What you have to do: Please transcribe the lines of the entries from the one containing "236L395 240L410 260L433" through the one containing "positive clicks: (403, 215)", both included, and nothing else.

Stored entries
________________________________________

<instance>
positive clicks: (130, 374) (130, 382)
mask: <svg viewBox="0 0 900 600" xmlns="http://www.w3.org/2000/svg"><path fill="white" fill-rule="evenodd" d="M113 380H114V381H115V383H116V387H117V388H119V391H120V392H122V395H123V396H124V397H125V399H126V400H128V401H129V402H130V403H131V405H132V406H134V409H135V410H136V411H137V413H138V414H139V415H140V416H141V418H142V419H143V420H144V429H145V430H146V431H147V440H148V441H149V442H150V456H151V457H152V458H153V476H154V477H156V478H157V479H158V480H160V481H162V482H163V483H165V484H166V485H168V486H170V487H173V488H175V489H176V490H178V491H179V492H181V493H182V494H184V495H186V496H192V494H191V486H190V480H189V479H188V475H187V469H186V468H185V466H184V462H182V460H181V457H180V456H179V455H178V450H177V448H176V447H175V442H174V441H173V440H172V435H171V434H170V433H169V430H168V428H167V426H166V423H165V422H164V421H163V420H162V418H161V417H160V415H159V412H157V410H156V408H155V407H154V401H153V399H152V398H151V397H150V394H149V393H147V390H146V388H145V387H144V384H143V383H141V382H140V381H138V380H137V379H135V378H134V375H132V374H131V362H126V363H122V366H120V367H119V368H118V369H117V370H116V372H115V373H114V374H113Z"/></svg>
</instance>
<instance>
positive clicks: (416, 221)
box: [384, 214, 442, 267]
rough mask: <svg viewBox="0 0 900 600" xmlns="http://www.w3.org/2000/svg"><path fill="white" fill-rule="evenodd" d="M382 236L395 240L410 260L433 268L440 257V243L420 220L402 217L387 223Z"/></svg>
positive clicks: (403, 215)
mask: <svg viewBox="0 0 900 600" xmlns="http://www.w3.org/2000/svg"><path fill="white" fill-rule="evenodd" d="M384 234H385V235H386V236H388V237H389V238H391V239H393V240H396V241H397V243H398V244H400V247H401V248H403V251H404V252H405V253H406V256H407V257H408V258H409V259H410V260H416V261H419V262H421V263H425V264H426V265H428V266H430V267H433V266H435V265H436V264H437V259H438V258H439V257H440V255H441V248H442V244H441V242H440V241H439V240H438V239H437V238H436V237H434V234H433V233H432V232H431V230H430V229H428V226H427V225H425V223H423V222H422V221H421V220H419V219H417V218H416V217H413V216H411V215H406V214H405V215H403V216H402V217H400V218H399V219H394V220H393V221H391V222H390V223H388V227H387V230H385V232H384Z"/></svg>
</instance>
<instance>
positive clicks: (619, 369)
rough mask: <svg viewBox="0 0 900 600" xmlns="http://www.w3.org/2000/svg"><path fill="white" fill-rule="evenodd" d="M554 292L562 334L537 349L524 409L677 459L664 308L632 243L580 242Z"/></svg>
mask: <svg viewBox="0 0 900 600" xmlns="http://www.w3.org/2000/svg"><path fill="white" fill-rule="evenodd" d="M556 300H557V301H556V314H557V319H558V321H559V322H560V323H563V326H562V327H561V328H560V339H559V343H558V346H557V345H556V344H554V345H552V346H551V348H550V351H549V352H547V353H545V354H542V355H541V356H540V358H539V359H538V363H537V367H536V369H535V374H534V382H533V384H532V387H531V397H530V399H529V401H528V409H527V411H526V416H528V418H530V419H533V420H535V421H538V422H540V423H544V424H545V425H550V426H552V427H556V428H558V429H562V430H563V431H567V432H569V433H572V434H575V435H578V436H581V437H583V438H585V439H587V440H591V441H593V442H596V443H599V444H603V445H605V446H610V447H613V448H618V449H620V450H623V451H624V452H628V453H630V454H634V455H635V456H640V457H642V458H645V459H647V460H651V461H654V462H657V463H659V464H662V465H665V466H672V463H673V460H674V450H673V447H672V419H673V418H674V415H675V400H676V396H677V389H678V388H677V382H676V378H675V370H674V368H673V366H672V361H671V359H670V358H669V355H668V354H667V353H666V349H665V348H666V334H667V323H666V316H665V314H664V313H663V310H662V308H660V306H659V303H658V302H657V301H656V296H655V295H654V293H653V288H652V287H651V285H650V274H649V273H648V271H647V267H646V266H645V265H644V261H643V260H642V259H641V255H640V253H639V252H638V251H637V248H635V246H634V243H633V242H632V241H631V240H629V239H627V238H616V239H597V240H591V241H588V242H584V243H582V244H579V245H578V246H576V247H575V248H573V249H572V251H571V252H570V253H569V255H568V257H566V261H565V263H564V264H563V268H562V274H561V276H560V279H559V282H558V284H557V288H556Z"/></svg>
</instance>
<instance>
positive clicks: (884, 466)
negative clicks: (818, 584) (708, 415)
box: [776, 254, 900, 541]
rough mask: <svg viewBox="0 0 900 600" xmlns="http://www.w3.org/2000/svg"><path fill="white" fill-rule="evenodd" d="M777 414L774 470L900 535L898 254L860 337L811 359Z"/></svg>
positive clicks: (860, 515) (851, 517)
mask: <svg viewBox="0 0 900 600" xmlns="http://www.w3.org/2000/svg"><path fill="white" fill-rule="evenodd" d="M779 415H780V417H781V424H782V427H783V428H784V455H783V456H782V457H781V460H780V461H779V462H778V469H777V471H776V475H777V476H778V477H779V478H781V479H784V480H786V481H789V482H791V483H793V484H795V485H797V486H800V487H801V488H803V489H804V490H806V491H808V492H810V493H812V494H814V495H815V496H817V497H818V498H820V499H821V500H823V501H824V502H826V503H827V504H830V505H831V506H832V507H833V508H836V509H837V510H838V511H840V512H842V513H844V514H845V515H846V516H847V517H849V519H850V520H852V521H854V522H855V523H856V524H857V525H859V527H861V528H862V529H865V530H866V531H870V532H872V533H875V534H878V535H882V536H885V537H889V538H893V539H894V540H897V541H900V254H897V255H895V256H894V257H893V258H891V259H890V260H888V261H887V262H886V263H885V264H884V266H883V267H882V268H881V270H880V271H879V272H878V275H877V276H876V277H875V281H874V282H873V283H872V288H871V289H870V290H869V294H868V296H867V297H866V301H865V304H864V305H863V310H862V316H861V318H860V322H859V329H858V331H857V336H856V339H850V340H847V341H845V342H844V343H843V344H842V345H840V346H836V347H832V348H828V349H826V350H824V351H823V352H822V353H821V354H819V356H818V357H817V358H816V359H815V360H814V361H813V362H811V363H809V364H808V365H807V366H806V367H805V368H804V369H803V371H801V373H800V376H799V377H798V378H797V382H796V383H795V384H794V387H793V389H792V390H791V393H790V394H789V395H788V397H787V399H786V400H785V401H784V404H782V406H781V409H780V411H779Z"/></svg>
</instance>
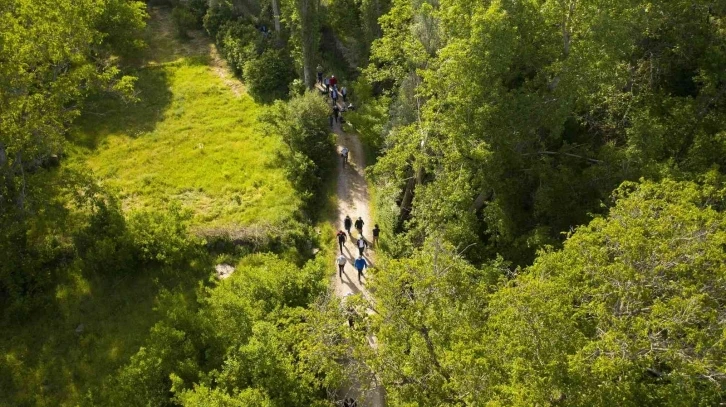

________________________________________

Finished task:
rough mask: <svg viewBox="0 0 900 600" xmlns="http://www.w3.org/2000/svg"><path fill="white" fill-rule="evenodd" d="M382 236L395 240L410 260L433 268L440 257V243L420 220L402 217L387 223Z"/></svg>
positive clicks: (403, 215)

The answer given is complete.